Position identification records
----
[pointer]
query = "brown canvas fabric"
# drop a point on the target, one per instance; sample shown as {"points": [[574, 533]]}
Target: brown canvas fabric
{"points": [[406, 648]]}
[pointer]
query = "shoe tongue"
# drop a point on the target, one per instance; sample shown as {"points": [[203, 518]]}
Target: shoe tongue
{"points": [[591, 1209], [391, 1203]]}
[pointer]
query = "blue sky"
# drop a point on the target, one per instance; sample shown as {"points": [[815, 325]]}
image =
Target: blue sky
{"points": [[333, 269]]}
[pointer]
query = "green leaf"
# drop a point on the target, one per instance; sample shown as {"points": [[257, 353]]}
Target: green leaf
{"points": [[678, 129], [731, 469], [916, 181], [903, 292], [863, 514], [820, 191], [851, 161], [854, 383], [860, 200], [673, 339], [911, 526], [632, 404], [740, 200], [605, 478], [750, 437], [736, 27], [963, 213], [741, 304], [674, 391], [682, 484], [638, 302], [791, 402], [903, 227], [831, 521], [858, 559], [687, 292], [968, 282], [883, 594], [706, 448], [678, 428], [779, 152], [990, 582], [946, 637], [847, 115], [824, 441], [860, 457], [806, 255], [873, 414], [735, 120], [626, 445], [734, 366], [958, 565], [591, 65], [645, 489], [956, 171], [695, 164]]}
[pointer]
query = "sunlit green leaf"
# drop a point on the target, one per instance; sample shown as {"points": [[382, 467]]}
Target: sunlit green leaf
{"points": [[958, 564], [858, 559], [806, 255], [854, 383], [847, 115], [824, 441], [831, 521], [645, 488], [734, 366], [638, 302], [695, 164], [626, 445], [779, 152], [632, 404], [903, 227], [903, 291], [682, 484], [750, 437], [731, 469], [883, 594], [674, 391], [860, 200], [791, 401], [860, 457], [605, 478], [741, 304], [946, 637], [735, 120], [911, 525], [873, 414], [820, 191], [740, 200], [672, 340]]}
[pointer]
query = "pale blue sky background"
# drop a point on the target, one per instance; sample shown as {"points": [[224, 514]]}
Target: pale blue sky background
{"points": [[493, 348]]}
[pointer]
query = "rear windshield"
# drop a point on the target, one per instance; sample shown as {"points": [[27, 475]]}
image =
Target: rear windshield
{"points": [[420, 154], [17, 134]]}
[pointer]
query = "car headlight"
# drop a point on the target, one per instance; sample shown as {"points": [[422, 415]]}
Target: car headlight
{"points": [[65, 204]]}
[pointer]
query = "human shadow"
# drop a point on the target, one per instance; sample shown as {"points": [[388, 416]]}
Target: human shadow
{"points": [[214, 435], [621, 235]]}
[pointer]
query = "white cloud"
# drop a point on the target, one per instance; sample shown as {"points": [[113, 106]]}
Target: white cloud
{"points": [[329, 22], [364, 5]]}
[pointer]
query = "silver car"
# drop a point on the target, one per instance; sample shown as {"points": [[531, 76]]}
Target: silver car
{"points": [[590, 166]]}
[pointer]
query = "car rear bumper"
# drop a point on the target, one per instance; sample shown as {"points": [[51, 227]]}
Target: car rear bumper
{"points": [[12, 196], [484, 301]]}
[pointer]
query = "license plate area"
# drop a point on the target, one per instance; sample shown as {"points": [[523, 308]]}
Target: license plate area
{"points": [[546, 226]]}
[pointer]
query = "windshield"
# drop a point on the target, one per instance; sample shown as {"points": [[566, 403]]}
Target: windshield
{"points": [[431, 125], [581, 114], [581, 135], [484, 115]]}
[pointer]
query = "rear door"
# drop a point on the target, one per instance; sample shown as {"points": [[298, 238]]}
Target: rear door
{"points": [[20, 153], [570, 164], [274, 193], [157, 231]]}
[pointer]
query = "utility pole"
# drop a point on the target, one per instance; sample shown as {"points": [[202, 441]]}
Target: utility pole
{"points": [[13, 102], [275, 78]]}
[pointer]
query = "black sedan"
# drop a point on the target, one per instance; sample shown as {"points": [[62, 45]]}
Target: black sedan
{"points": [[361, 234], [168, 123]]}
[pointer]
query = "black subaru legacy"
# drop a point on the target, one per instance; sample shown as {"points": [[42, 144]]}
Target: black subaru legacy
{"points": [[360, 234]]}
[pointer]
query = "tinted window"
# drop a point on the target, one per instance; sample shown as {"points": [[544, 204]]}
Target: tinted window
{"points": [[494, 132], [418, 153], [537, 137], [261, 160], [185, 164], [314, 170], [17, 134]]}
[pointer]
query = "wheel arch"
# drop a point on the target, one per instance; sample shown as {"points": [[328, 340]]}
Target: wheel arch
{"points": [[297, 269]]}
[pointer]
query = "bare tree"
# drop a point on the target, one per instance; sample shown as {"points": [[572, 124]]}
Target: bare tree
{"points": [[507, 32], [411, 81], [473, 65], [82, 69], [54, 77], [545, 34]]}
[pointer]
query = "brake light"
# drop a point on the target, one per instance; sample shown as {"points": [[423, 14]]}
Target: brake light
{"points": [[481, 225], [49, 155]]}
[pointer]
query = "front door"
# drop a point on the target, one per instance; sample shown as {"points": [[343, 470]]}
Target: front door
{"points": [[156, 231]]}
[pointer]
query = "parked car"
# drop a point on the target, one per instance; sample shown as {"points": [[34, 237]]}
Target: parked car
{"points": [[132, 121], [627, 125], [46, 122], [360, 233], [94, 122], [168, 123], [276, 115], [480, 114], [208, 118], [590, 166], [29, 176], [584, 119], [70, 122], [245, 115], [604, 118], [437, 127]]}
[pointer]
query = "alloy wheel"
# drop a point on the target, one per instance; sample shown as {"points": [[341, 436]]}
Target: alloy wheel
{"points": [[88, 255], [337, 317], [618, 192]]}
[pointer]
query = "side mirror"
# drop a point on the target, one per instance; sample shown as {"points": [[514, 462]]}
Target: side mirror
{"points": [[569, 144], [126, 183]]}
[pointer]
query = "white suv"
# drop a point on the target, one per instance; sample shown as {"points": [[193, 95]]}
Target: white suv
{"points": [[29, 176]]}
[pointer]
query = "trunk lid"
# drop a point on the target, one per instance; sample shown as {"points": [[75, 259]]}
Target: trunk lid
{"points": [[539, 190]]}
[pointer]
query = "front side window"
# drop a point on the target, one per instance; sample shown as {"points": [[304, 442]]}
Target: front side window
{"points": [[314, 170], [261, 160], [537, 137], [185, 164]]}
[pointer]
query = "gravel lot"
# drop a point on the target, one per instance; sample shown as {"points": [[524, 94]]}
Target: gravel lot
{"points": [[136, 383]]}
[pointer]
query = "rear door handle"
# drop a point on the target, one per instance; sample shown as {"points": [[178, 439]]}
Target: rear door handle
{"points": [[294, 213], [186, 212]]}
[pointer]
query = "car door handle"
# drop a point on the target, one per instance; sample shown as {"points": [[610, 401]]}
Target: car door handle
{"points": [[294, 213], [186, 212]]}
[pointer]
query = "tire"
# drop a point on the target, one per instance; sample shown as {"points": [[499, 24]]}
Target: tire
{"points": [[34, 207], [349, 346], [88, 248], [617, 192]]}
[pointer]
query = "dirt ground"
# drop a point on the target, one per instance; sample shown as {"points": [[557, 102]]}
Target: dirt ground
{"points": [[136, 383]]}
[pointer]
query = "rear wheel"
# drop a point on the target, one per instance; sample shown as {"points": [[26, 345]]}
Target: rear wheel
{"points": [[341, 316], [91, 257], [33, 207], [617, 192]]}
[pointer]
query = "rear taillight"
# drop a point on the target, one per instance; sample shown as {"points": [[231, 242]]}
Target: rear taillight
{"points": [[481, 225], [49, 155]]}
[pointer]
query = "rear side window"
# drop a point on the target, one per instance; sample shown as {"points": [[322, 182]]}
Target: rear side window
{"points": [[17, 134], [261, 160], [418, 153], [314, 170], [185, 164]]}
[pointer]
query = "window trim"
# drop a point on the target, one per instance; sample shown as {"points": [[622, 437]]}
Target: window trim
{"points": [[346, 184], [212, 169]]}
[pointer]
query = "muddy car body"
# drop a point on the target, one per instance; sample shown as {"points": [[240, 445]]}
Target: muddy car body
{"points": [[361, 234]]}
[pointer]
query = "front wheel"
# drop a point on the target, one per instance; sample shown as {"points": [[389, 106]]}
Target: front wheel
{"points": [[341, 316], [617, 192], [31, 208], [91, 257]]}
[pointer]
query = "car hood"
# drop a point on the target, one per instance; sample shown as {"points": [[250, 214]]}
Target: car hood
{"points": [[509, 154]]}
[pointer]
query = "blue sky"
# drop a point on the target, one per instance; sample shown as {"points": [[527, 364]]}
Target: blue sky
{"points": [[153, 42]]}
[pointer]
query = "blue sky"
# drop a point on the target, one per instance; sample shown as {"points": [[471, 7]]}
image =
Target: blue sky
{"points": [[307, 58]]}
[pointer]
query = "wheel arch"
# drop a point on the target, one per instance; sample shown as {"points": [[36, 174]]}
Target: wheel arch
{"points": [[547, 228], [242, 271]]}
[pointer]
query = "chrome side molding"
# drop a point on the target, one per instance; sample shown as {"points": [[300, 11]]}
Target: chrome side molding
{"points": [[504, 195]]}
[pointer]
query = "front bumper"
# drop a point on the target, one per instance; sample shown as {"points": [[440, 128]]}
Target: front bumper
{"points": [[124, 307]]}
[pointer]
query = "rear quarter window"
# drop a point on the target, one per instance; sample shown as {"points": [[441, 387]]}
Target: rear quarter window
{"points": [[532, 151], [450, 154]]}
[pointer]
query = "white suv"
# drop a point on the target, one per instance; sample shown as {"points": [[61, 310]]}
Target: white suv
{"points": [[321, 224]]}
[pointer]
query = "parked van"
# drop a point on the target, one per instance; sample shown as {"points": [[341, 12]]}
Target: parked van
----
### REQUIRED WORK
Copy out every line of the data above that includes the word "legacy".

### COMPLETED TASK
query = "black subaru legacy"
Target: black subaru legacy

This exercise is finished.